__Document segment__:
Reviews

‘Turbo’ Review: A Vintage Story With a Little Rust

By  · Published on July 18th, 2013

“Where were you on the day they let a snail race in the Indy 500?” This one line, spoken by Paul Page or Chris Parnell, I can’t remember which – they both play telecasters of the Indy 500 race in the film – pretty much sums up what’s going on in the new Dreamworks Animation film Turbo. It’s a movie about a snail, voiced by Ryan Reynolds, who dreams of being fast, something his brother (Paul Giamatti) has explained on numerous occasions is against what nature has intended. Yet, he finds a way and ends up in the Indianapolis 500. Because as the film teaches us, “no dream is too big, no dreamer is too small.” It also teaches us lessons about no concept being too worn out.

How Turbo, whose real name is Theo, gets to the Indy 500 is perhaps the least interesting part of the David Soren directed toon. He wants to be fast, he isn’t fast, he tries to be fast and ends up creating a giant mess for his fellow colony of snails. So he runs away and stumbles into a scene from Fast and Furious, surviving a Nitrous Oxide bath that makes him a snail with super-gastropodial speed.

Through all of this, I couldn’t stop but wonder about the natural imperative for the existence of snails. Even in a 96-minute kids movie, I found time to ponder. Why do snails exist? In the film, the snail commune appears to be harvesting and maintaining a tomato garden just outside a human home in an ambiguous area of Los Angeles. They are an overly cautious bunch, often carried off by crows (which yield’s the film’s only solid running gag, in which the snails sort of shrug and say “that’s too bad” every time one of their friends is stolen by a bird) and for the most part, they just eat the tomatoes. Having consulted with a seventh grade science book, I was refreshed to find that my instincts are right: snails are pests and live quite boring lives. Something this movie gets a little too right in its opening act. Then, of course, Turbo gets Paul Walker speed and things get interesting.

Then, of course, there is an action sequence set to Survivor’s “Eye of the Tiger.” Through a series of happenstance moments, Turbo and his disapproving older brother Chet find their way to a dilapidated strip mall in Van Nuys, where they meet LA County’s most passionate snail racing enthusiasts. Unless this is a widespread thing that I don’t know about, I’m assuming the film is taking huge creative license here. Do people really race snails all over the San Fernando Valley? It doesn’t matter.

Among these enthusiasts are a pair of brothers, Tito (voiced by Michael Pena) and Angelo (voiced by Luis Guzman). They have a similar dynamic to the snails, wouldn’t ya know: Tito has big dreams and grand designs for their taco stand and truck, Angelo is the responsible, safe and often grumpy one. So of course Tito is the one who sees the potential in Turbo, setting about to make him the first snail ever to enter the Indy 500. Some fundraising shenanigans and a road trip later, we’re thrust into an animated reproduction of the Indianapolis Motor Speedway, where Turbo will compete against “fire-breathing super cars” and his idol, a French Canadian driver with the hilarious offbeat accent courtesy of Bill Hader and the animated jawline of Aaron Eckhart.

__Entries provided__:

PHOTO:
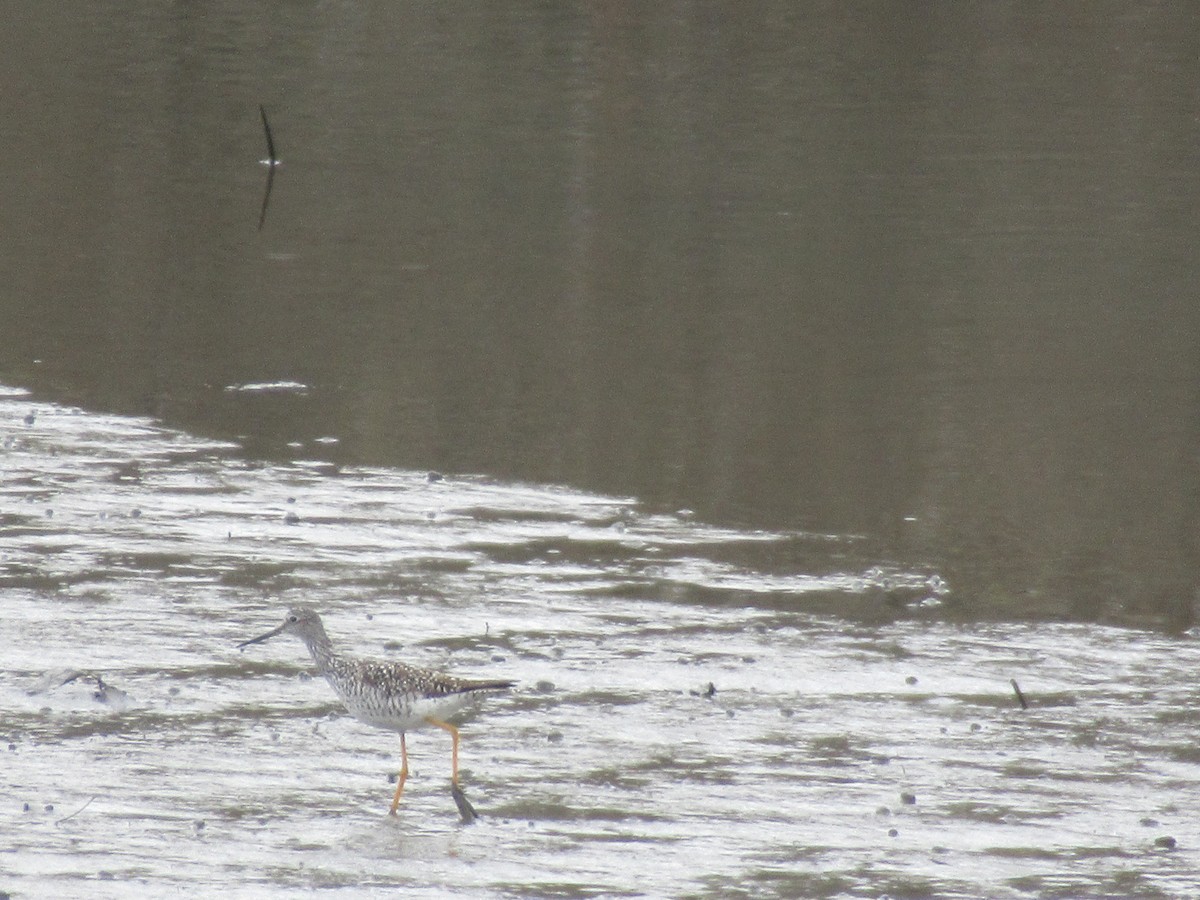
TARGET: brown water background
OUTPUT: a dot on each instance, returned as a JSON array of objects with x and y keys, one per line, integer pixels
[{"x": 717, "y": 317}]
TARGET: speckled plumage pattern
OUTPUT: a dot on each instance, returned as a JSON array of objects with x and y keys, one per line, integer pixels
[
  {"x": 381, "y": 693},
  {"x": 385, "y": 694}
]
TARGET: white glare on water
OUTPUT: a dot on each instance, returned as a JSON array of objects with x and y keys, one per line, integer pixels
[{"x": 681, "y": 727}]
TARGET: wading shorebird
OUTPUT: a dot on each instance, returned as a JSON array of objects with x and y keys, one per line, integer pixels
[{"x": 389, "y": 695}]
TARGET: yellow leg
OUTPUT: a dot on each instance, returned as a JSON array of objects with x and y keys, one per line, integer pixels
[
  {"x": 454, "y": 751},
  {"x": 402, "y": 777}
]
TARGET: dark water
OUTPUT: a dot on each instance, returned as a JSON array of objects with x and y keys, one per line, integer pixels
[
  {"x": 922, "y": 275},
  {"x": 797, "y": 348}
]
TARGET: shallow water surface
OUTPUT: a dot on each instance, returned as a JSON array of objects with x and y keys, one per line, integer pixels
[{"x": 691, "y": 718}]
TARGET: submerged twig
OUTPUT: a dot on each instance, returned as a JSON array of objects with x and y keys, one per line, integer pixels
[
  {"x": 271, "y": 161},
  {"x": 465, "y": 809},
  {"x": 1017, "y": 690}
]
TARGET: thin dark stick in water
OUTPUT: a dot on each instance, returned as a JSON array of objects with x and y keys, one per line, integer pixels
[
  {"x": 271, "y": 162},
  {"x": 60, "y": 821},
  {"x": 271, "y": 159},
  {"x": 1017, "y": 690},
  {"x": 465, "y": 809}
]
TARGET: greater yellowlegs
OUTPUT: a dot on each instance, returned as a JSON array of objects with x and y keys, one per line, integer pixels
[{"x": 387, "y": 694}]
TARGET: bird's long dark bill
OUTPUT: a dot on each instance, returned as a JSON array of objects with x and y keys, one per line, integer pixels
[{"x": 273, "y": 633}]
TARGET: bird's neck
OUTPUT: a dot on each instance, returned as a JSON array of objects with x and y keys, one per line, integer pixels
[{"x": 321, "y": 648}]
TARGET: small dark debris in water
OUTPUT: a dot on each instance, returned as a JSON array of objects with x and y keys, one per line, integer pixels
[
  {"x": 127, "y": 472},
  {"x": 1017, "y": 690},
  {"x": 465, "y": 809}
]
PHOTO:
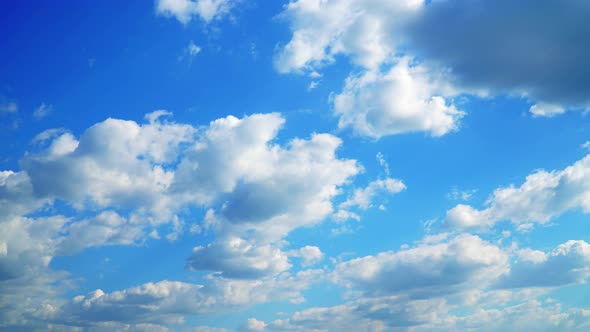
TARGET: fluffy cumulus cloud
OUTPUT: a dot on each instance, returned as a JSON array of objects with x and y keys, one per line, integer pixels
[
  {"x": 168, "y": 302},
  {"x": 237, "y": 258},
  {"x": 423, "y": 288},
  {"x": 506, "y": 49},
  {"x": 535, "y": 49},
  {"x": 185, "y": 10},
  {"x": 427, "y": 270},
  {"x": 128, "y": 178},
  {"x": 542, "y": 196},
  {"x": 568, "y": 263},
  {"x": 364, "y": 30},
  {"x": 427, "y": 315},
  {"x": 363, "y": 198}
]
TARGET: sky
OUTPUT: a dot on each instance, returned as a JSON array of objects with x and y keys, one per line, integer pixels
[{"x": 294, "y": 165}]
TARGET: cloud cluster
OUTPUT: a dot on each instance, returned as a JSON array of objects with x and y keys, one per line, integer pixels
[
  {"x": 412, "y": 58},
  {"x": 124, "y": 180},
  {"x": 423, "y": 288},
  {"x": 543, "y": 196},
  {"x": 185, "y": 10}
]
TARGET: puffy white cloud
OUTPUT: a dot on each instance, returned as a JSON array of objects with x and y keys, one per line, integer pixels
[
  {"x": 237, "y": 258},
  {"x": 42, "y": 111},
  {"x": 407, "y": 98},
  {"x": 535, "y": 49},
  {"x": 541, "y": 197},
  {"x": 365, "y": 30},
  {"x": 363, "y": 198},
  {"x": 253, "y": 324},
  {"x": 128, "y": 178},
  {"x": 478, "y": 48},
  {"x": 168, "y": 302},
  {"x": 309, "y": 255},
  {"x": 402, "y": 314},
  {"x": 107, "y": 228},
  {"x": 428, "y": 270},
  {"x": 116, "y": 163},
  {"x": 185, "y": 10},
  {"x": 264, "y": 190},
  {"x": 568, "y": 263},
  {"x": 546, "y": 110}
]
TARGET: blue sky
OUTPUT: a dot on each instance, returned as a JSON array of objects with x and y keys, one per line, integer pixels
[{"x": 312, "y": 165}]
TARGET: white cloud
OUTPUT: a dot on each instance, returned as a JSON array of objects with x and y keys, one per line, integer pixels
[
  {"x": 107, "y": 228},
  {"x": 367, "y": 31},
  {"x": 363, "y": 198},
  {"x": 464, "y": 195},
  {"x": 192, "y": 49},
  {"x": 253, "y": 324},
  {"x": 407, "y": 98},
  {"x": 546, "y": 110},
  {"x": 568, "y": 263},
  {"x": 42, "y": 111},
  {"x": 429, "y": 270},
  {"x": 130, "y": 178},
  {"x": 237, "y": 258},
  {"x": 185, "y": 10},
  {"x": 8, "y": 107},
  {"x": 543, "y": 196},
  {"x": 168, "y": 302},
  {"x": 309, "y": 255}
]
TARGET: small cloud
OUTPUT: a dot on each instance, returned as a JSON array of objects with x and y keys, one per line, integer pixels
[
  {"x": 190, "y": 51},
  {"x": 312, "y": 85},
  {"x": 253, "y": 51},
  {"x": 8, "y": 107},
  {"x": 42, "y": 111},
  {"x": 383, "y": 162},
  {"x": 460, "y": 195},
  {"x": 315, "y": 74},
  {"x": 546, "y": 110}
]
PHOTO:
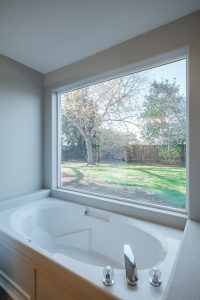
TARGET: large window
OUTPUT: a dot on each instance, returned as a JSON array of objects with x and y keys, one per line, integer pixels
[{"x": 126, "y": 137}]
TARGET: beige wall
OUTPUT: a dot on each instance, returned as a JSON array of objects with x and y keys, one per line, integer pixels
[
  {"x": 183, "y": 33},
  {"x": 21, "y": 101}
]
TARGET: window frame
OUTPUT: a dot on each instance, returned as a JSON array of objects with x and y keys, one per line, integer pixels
[{"x": 173, "y": 216}]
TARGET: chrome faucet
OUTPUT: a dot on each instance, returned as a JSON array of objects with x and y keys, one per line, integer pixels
[{"x": 130, "y": 266}]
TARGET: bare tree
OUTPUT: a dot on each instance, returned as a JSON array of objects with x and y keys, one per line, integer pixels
[{"x": 113, "y": 102}]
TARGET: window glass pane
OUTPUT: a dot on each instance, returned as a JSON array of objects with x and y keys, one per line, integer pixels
[{"x": 126, "y": 137}]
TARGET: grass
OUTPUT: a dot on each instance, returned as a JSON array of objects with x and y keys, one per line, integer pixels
[{"x": 160, "y": 184}]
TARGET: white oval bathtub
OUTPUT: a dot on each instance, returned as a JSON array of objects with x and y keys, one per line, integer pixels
[{"x": 89, "y": 235}]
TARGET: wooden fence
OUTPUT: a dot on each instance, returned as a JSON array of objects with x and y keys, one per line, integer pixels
[{"x": 154, "y": 154}]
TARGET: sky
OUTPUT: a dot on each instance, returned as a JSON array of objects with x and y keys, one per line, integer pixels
[{"x": 170, "y": 71}]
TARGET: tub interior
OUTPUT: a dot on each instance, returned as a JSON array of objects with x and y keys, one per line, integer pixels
[{"x": 96, "y": 238}]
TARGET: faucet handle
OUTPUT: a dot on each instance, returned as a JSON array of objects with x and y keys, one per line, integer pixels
[
  {"x": 130, "y": 266},
  {"x": 108, "y": 276},
  {"x": 155, "y": 276}
]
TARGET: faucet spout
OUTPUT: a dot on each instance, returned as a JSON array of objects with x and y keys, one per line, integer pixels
[{"x": 130, "y": 266}]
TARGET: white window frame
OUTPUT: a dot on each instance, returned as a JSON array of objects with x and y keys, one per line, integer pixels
[{"x": 152, "y": 212}]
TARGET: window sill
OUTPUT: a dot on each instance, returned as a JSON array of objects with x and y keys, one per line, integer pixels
[{"x": 165, "y": 217}]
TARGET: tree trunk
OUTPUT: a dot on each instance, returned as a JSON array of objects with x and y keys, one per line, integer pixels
[{"x": 88, "y": 143}]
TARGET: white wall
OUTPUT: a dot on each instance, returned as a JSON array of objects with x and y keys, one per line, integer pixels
[
  {"x": 183, "y": 33},
  {"x": 21, "y": 97}
]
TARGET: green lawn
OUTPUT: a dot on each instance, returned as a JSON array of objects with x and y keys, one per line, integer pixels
[{"x": 162, "y": 185}]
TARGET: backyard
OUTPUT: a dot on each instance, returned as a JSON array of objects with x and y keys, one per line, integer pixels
[{"x": 160, "y": 185}]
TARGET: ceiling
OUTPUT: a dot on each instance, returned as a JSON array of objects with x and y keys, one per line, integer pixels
[{"x": 48, "y": 34}]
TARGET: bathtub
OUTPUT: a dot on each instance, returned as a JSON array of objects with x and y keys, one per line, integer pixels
[{"x": 85, "y": 240}]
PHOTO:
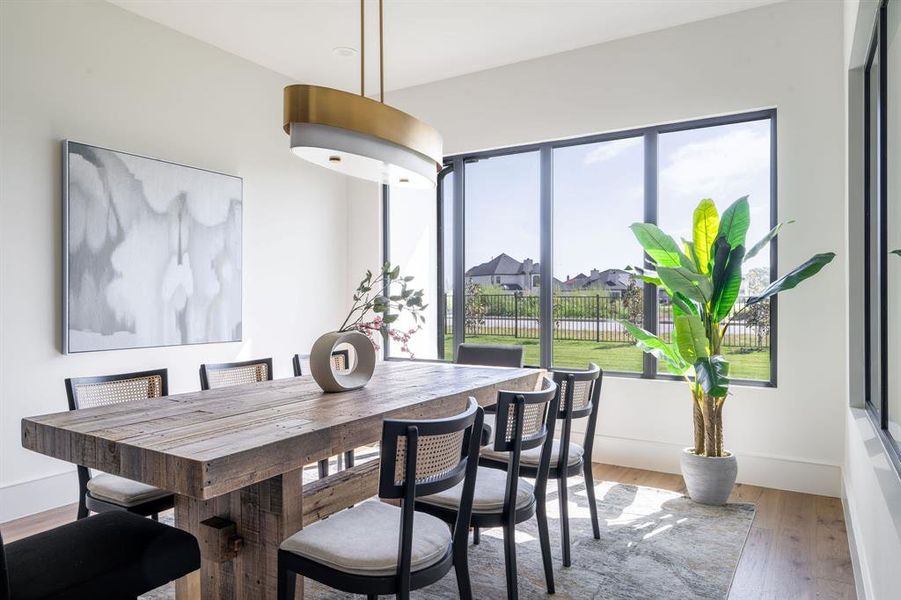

__Exercise requirements__:
A. Render this sentence from the Turbo review in Spanish: "Even in a 96-minute kids movie, I found time to ponder."
B. According to the Turbo review, which song accompanies one of the film's action sequences?
Rely only on the film review; the listing plays no part.

__Answers by task__:
A. Incluso en una película infantil de 96 minutos, encontré tiempo para reflexionar.

B. Survivor's "Eye of the Tiger."